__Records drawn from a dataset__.

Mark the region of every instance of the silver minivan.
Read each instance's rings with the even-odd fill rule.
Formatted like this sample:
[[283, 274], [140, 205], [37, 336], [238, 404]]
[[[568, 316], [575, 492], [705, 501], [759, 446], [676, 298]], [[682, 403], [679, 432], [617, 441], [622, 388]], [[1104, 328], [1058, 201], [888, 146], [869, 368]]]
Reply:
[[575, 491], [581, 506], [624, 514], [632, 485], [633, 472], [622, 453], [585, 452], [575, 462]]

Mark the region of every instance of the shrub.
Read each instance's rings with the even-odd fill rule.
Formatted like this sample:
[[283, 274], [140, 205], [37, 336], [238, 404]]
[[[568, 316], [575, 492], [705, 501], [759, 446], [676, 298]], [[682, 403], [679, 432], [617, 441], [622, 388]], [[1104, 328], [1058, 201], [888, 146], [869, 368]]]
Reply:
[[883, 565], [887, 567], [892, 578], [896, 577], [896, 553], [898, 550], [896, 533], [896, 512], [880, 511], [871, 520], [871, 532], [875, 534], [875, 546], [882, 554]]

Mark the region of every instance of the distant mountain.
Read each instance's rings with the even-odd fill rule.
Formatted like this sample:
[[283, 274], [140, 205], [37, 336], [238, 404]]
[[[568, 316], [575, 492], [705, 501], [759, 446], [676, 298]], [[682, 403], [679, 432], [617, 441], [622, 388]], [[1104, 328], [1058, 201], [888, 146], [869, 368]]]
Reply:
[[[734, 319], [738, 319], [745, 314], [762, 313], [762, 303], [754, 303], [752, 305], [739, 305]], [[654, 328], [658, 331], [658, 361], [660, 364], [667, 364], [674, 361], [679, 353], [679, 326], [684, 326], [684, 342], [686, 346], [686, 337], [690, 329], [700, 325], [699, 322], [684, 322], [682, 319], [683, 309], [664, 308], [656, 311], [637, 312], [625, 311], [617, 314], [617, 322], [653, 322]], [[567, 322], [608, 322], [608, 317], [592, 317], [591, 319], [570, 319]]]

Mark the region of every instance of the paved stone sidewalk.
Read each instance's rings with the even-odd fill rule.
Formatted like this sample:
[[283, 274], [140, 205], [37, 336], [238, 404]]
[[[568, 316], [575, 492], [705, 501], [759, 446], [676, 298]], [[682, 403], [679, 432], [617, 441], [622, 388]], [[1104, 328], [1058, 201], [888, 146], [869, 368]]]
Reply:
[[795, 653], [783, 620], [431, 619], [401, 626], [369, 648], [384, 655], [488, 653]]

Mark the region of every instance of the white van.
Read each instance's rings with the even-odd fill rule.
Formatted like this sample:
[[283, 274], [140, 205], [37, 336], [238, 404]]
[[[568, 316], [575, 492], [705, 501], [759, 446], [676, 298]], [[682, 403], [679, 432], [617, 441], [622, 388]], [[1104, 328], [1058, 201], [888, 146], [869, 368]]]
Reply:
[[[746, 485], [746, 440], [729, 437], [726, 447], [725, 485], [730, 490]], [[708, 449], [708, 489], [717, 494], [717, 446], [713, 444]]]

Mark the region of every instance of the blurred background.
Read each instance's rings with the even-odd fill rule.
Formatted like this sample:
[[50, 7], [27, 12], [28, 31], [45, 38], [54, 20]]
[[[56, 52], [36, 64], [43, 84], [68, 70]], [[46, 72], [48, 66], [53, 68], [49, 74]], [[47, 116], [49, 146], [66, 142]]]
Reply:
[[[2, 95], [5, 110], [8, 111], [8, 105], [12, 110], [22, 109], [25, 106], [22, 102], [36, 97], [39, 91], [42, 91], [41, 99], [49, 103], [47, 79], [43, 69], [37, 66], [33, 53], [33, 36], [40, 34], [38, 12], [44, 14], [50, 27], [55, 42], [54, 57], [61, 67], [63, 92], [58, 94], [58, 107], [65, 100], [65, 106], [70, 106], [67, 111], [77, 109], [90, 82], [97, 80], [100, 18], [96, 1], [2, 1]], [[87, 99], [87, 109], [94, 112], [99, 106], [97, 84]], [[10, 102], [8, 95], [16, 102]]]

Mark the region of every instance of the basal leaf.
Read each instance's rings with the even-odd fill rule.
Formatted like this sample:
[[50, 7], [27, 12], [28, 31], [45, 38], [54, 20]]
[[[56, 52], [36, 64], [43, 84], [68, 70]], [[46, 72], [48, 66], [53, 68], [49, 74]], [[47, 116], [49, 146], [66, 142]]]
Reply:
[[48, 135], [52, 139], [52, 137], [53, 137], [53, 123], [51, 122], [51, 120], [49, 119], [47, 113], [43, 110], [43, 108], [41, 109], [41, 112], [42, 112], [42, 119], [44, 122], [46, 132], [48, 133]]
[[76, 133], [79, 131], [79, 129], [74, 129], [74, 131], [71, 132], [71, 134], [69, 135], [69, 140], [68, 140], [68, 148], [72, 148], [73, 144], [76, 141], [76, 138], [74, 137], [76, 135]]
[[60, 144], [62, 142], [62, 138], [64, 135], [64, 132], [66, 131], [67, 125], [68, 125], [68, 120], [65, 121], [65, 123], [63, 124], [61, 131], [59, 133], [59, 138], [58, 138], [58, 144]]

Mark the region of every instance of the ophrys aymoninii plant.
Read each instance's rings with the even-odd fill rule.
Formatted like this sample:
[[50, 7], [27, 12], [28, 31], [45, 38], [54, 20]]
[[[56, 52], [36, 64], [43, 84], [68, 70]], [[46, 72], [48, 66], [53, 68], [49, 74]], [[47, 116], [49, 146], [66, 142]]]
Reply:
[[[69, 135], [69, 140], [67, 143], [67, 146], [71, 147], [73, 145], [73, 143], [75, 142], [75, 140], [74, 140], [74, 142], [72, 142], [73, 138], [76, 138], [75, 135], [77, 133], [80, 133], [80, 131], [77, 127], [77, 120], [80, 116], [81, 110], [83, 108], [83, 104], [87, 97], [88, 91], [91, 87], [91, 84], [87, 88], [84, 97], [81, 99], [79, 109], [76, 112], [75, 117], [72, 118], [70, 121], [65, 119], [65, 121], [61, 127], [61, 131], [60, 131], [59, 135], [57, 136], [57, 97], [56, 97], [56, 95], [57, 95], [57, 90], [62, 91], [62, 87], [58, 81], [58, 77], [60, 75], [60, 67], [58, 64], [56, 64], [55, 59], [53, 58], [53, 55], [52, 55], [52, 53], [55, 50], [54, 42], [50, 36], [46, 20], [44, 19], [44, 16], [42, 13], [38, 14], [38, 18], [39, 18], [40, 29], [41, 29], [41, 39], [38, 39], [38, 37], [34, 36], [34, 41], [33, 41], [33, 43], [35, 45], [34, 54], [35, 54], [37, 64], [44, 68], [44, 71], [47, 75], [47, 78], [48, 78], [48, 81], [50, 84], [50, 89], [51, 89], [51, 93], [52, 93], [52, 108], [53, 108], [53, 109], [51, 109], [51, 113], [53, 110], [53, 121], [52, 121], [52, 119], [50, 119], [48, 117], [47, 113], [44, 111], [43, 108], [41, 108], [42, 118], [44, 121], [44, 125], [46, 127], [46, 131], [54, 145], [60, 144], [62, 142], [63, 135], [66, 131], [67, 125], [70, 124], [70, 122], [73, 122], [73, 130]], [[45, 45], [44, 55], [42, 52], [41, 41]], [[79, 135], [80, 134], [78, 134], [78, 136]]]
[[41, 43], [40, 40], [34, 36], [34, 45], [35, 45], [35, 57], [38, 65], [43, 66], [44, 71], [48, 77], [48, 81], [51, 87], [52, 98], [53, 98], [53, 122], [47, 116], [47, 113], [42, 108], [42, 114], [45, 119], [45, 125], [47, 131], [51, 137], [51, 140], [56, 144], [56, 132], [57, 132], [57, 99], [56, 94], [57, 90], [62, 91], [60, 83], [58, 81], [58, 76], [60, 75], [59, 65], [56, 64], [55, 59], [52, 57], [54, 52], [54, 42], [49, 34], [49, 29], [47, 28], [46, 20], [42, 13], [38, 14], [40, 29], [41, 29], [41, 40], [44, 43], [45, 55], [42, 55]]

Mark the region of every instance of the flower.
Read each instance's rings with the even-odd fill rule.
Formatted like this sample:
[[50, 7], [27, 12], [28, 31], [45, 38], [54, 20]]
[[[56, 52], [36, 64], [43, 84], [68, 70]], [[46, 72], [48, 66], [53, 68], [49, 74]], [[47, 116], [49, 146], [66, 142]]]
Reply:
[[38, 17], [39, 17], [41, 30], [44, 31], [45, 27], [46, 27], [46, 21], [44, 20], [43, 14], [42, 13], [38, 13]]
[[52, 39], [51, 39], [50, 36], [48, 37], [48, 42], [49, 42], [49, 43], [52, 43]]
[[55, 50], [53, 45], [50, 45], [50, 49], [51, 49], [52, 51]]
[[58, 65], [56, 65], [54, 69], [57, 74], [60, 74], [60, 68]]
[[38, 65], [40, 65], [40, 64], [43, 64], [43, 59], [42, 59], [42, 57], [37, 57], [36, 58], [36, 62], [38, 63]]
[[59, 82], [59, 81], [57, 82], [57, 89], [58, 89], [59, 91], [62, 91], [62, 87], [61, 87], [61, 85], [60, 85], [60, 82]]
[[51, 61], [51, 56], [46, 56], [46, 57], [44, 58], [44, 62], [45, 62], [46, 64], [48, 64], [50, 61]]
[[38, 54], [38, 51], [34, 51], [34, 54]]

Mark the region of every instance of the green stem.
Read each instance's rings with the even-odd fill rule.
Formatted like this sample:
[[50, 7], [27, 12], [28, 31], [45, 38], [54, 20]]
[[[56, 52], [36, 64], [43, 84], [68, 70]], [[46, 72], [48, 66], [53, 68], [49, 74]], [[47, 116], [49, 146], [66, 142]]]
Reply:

__TASK ITEM__.
Go through the data above and return each line containing the string "region".

__EXERCISE RESULT__.
Mark the region of every instance of the silver minivan.
Mark the region of every instance of the shrub.
Mark the region of every instance of the distant mountain.
Mark the region of every instance of the paved stone sidewalk.
Mark the region of every instance of the white van.
Mark the region of every instance of the blurred background.
Mark the region of every instance of the basal leaf.
Mark the region of every instance of the ophrys aymoninii plant.
Mark the region of every instance of the flower.
Mark the region of every instance of the green stem.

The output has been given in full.